> **ÉNONCÉ A**
Présentez sous forme de tableau Markdown les lignes du listing, à partir de son début et jusqu'à la ligne contenant « Provide the mask » incluse, en omettant les lignes vides. Le tableau comportera deux colonnes, Numéro et Ligne.
━━━ TEXTE FOURNI
Nous
proposons d’analyser le contenu et l’expression poétique du muwashshah qui commence
par :“Djâda-ka al-ghaythu idhâ al-ghaythu
hamâ…”[1]
Le poète y
associe des passages relevant de genres différents -rawdiyya (poésie florale), khamriyya (poésie bachique), et ikhwâniyyât (amitié virile)- mais qui s’interpénètrent de
manière cohérente. La muwashshaha s’ouvre sur un prélude amoureux assez long. L’amant y
exprime sa souffrance et ses regrets d’une période heureuse, aujourd’hui
révolue :
“Fî
layâlin katamat sirra l-hawâ
bi-l-dudjâ law-lâ shumûsa l-ghurari
Mâla
nadjmu l-ka’si fî-hâ wa-hawâ mustaqîma al-sayri sa‘da al-athari
Watarun
mâ fî-hi min ‘aybin siwâ anna-hû
marra ka-lamhi al-basari”
━━━━━━
━━━ DONNÉES FOURNIES
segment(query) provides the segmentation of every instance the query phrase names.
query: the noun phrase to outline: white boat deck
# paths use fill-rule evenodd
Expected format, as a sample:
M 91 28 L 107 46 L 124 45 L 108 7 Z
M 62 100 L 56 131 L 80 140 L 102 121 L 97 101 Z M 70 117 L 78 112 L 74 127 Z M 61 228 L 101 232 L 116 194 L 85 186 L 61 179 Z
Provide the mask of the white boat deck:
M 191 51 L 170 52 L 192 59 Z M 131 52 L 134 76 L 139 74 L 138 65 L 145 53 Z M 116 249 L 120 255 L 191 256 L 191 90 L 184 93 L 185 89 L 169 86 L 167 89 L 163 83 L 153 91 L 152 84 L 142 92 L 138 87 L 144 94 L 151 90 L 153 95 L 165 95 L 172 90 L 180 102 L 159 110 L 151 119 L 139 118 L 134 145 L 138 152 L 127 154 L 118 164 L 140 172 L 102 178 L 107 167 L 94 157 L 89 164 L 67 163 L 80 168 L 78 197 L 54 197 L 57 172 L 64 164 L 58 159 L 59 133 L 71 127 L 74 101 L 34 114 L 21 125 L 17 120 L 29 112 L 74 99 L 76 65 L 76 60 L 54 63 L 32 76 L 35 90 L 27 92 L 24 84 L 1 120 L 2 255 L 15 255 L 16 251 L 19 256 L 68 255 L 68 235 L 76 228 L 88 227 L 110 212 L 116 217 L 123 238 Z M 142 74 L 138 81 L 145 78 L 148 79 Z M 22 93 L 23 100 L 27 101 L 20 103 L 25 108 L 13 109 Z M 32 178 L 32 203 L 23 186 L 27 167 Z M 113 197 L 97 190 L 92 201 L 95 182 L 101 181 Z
━━━━━━
> **ÉNONCÉ B**
Répondez aux questions suivantes à partir du texte sur le muwashshah.
(i) Quels genres le poète associe-t-il dans ce poème ?
(ii) Sur quoi s'ouvre la muwashshaha ?
(iii) Qu'exprime l'amant dans cette ouverture ?

> **CORRIGÉ DÉTAILLÉ A**
| Numéro | Ligne |
|---|---|
| 1 | segment(query) provides the segmentation of every instance the query phrase names. |
| 2 | query: the noun phrase to outline: white boat deck |
| 3 | # paths use fill-rule evenodd |
| 4 | Expected format, as a sample: |
| 5 | M 91 28 L 107 46 L 124 45 L 108 7 Z |
| 6 | M 62 100 L 56 131 L 80 140 L 102 121 L 97 101 Z M 70 117 L 78 112 L 74 127 Z M 61 228 L 101 232 L 116 194 L 85 186 L 61 179 Z |
| 7 | Provide the mask of the white boat deck: |

> **CORRIGÉ DÉTAILLÉ B**
(i) La rawdiyya (poésie florale), la khamriyya (poésie bachique) et les ikhwâniyyât (amitié virile).
(ii) Sur un prélude amoureux assez long.
(iii) Sa souffrance et ses regrets d'une période heureuse, aujourd'hui révolue.